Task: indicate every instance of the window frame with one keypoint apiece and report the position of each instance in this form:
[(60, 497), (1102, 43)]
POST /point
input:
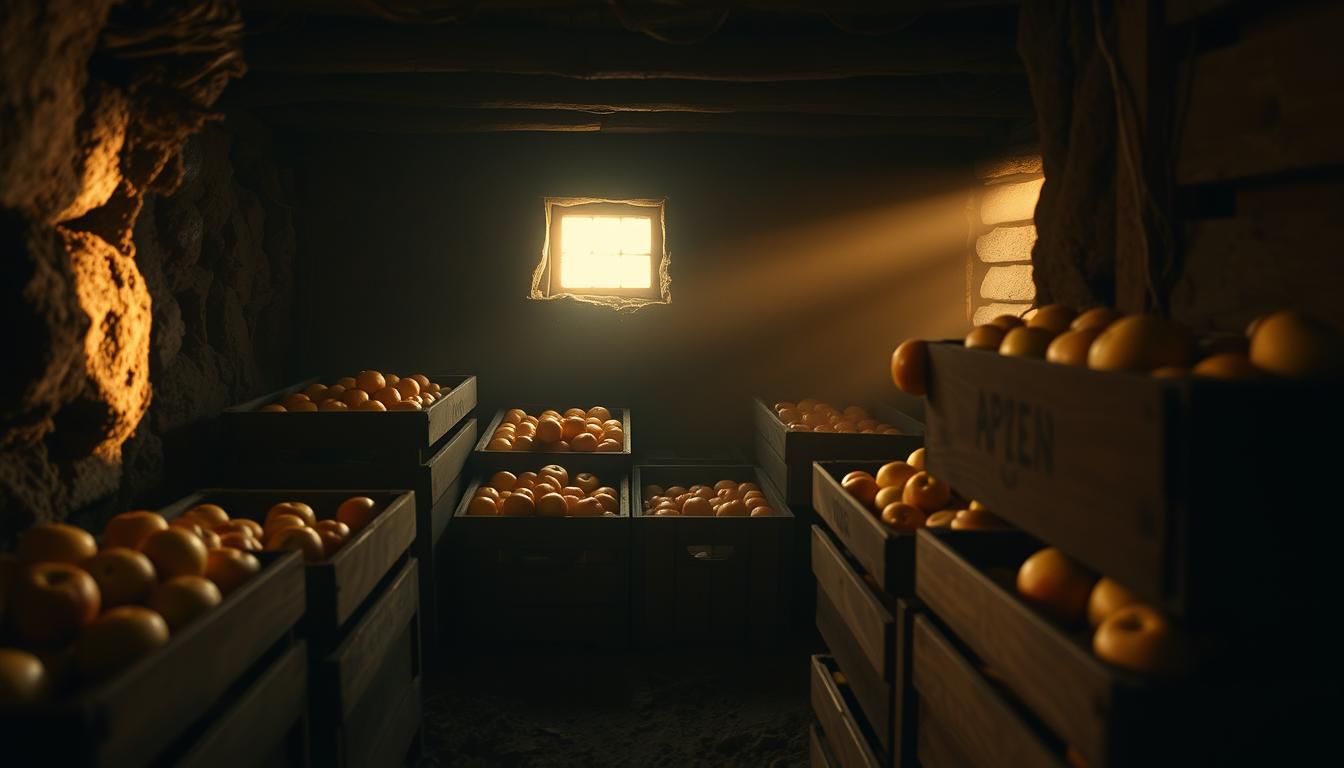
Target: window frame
[(559, 207)]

________

# [GOAL]
Repeat the listing above line for line, word for word, and leave the pictures out.

# [ANSWER TO THE PROBLEM]
Task: indicate every instance of the window frame with one keypoint apiece and report the position of each instance in this form:
[(60, 497), (1102, 43)]
POST /point
input:
Target: window frame
[(559, 207)]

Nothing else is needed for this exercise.